*EXERCISE DIRECTIONS*. Collect every line in the listing below that contains the word "background".

[START OF SOURCE MATERIAL]

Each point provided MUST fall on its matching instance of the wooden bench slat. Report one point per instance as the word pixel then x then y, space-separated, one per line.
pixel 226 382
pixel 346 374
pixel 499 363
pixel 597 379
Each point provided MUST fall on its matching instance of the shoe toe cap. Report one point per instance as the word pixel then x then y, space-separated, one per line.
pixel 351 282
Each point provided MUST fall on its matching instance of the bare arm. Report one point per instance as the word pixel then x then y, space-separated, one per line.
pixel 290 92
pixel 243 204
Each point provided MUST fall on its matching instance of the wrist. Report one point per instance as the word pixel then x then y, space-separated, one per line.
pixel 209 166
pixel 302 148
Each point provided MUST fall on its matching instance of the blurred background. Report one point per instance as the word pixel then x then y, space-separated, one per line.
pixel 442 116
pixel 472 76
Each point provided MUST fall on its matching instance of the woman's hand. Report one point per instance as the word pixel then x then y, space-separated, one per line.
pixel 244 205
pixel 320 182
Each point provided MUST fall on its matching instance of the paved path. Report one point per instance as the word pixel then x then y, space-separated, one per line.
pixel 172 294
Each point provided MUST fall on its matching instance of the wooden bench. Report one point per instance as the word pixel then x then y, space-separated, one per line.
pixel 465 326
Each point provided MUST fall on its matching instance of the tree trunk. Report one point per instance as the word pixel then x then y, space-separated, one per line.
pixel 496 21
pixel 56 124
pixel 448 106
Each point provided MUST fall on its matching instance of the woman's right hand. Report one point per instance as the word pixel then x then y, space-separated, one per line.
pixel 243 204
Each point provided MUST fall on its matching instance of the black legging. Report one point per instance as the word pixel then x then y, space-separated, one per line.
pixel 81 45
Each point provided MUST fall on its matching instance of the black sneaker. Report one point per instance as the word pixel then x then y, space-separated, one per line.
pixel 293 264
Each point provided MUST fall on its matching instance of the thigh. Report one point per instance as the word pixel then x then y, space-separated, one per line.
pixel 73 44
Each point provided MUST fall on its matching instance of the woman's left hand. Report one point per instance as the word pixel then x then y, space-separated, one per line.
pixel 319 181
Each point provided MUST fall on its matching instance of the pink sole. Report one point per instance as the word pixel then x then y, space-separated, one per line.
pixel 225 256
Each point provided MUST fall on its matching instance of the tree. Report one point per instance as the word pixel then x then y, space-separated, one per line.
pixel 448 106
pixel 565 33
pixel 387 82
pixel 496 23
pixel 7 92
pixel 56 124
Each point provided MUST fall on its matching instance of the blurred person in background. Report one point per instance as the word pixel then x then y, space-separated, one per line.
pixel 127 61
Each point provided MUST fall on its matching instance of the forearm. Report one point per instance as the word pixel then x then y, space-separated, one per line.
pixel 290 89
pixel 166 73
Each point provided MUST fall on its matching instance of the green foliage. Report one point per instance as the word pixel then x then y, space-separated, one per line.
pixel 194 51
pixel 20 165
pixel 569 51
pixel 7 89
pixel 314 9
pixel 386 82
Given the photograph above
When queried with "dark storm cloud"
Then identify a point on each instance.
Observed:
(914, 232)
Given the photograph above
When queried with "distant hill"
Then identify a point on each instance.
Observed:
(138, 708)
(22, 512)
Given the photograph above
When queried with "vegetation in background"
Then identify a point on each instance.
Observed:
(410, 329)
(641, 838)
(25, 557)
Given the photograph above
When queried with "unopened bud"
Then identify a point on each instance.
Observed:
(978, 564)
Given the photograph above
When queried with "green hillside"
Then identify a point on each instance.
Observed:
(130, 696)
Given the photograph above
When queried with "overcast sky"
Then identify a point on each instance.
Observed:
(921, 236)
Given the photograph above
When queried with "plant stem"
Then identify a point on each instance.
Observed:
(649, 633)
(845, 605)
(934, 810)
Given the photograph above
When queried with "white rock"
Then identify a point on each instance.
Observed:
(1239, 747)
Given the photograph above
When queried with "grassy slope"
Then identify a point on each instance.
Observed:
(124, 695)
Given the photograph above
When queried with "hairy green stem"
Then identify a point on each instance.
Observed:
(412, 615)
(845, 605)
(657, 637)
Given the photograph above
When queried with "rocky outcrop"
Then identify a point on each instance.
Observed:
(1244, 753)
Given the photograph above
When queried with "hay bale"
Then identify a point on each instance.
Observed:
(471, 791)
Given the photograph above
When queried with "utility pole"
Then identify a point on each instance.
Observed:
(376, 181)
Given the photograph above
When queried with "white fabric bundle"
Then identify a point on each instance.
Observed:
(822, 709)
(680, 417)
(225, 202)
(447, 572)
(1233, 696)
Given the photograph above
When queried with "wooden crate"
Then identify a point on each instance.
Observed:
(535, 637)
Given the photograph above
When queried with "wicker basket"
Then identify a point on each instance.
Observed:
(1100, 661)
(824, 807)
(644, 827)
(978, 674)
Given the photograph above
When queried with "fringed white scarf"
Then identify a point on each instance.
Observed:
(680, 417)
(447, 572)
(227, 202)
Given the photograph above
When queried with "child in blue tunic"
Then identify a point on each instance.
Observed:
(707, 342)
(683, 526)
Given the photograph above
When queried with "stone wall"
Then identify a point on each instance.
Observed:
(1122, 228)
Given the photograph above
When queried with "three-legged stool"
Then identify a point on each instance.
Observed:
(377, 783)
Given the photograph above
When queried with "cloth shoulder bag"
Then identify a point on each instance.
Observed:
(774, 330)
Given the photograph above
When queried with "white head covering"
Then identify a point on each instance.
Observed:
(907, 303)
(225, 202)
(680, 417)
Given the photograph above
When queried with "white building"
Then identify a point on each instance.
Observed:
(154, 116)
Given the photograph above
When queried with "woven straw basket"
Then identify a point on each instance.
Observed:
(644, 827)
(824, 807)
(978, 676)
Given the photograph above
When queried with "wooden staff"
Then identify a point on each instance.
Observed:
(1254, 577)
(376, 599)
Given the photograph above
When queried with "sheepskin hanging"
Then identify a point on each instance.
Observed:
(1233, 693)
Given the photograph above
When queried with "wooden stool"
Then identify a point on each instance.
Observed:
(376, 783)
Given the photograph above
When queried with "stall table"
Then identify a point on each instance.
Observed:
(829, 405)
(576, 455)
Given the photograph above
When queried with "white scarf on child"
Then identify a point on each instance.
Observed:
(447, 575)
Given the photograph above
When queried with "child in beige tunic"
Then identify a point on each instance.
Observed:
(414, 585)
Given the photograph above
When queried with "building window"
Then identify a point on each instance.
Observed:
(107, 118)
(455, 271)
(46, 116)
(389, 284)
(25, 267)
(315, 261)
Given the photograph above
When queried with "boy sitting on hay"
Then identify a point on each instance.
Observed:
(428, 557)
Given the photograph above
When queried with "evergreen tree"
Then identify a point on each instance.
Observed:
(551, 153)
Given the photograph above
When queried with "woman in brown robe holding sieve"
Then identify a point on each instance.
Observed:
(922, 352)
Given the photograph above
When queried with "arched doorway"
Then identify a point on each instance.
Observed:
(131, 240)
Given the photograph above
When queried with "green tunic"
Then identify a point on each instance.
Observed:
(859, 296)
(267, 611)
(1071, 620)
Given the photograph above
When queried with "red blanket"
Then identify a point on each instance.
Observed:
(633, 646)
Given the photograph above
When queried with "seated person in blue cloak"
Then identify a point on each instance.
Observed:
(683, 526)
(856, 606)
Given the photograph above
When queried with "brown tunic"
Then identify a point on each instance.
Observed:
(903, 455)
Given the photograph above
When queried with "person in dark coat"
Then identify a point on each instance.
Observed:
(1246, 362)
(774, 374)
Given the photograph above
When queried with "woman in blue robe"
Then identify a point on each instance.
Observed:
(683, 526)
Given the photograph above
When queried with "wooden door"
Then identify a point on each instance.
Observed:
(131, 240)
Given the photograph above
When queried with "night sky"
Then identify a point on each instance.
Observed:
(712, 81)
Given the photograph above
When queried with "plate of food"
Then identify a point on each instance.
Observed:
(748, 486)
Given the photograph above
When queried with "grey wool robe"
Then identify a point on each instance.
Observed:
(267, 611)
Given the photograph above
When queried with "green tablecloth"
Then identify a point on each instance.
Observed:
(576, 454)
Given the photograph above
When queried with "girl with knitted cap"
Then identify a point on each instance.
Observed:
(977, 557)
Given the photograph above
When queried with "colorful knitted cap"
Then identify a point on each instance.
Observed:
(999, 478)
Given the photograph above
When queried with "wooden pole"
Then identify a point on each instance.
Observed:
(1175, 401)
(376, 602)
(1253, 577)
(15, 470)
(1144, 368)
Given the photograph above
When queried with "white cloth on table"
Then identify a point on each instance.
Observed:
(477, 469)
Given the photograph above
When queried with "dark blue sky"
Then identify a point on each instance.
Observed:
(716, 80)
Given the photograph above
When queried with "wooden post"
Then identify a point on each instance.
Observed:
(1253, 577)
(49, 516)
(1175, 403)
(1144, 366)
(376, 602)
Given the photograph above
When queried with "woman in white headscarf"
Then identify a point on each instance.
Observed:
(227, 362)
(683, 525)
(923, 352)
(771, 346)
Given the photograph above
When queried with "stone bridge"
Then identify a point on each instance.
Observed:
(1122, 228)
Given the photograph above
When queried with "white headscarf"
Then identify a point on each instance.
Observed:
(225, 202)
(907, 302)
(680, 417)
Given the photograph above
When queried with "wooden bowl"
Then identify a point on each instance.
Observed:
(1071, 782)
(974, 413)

[END OF SOURCE MATERIAL]

*EXPECTED ANSWER*.
Each point provided MUST fall on its matching instance of the blurred background. Report one point per instance as the word pixel then x then y, space-separated, one per line.
Each point provided MUST fall on its matching instance of the blurred person in background. Report one point per instance as the word pixel then x then y, space-separated, one per line.
When queried with "vegetation in background"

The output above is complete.